ASSIGNMENT
Copy, from the material below, each line where "component" shows up.

RECORDED DATA
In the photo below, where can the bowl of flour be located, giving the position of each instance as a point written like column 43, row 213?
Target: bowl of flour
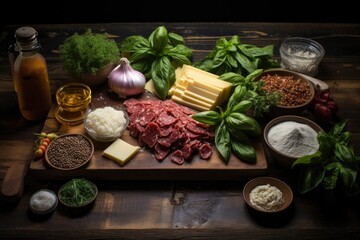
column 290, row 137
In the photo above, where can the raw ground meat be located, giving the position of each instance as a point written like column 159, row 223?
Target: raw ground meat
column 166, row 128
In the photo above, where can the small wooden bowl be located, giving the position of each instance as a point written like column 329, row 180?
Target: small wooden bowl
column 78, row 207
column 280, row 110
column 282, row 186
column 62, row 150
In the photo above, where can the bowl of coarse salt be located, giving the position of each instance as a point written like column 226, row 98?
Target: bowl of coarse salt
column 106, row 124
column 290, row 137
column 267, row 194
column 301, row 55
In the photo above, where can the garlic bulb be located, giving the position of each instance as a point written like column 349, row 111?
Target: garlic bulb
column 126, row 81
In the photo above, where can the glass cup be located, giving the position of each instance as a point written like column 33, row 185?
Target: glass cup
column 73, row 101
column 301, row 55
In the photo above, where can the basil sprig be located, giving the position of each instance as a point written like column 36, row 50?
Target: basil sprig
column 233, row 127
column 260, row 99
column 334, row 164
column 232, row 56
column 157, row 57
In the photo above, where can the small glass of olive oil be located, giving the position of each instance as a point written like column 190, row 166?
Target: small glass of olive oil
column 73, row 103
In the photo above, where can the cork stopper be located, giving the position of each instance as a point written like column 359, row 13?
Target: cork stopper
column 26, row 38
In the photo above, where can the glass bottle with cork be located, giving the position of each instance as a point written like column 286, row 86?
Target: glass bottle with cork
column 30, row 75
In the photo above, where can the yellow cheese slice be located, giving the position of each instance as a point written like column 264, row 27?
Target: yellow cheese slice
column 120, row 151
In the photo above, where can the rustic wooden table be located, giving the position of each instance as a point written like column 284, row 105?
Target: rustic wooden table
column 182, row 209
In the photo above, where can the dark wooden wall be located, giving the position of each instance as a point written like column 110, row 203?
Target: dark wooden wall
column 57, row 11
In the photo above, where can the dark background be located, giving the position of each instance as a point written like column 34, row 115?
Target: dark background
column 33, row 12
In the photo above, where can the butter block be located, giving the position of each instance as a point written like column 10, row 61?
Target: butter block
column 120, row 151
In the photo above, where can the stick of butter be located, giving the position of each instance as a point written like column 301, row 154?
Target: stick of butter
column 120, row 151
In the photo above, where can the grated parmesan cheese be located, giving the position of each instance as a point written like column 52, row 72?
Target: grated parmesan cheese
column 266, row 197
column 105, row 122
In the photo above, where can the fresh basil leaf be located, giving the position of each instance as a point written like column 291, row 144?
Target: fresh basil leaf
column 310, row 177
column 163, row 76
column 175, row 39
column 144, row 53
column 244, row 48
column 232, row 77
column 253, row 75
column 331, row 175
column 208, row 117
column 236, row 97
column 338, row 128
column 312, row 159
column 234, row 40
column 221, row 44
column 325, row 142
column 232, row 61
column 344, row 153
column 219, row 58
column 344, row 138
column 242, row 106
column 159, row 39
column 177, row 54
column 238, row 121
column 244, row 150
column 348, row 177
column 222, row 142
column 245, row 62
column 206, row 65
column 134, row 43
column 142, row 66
---
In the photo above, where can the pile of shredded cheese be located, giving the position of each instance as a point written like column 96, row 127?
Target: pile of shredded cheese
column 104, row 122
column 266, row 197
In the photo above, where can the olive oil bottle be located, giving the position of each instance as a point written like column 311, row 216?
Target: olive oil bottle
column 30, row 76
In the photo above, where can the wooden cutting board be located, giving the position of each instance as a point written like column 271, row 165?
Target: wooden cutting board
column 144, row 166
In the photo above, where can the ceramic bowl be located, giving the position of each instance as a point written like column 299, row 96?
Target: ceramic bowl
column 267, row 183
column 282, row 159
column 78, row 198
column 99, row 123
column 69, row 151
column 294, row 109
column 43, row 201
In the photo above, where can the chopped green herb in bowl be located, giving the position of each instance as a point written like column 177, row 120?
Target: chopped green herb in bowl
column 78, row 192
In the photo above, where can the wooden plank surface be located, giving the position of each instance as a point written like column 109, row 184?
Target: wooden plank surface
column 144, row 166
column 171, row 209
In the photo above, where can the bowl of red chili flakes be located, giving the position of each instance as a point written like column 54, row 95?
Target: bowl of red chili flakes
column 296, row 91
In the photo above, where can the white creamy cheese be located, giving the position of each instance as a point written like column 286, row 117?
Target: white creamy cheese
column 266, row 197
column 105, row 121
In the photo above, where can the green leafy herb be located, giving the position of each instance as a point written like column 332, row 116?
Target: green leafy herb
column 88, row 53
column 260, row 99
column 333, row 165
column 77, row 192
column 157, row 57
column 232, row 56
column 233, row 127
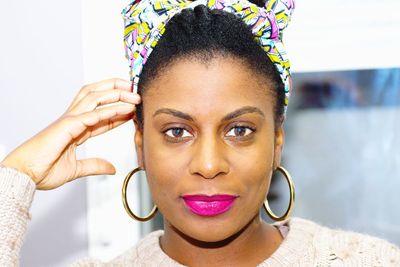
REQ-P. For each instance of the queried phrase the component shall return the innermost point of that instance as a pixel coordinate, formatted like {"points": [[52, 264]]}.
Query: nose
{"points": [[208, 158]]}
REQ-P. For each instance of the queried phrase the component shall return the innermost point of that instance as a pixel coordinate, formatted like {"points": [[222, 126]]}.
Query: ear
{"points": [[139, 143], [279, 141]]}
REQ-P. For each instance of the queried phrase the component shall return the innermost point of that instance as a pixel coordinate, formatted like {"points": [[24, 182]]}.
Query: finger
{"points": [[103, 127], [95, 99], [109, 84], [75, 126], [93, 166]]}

SOLUTION TO THIS EXERCISE
REQ-P. For each instance of the queried phrase the component shall return the innermost point of that instance as a pixel coordinate, formatted like {"points": [[52, 264]]}.
REQ-P. For each instance of the queried phrase the component shall return the innermost point of that instance as a pixel coordinate, formatted like {"points": [[222, 126]]}.
REQ-P. For each instance of the queried phrase the component shall return the innermost point of that instance as a pixel coordinate, formatted like {"points": [[24, 182]]}.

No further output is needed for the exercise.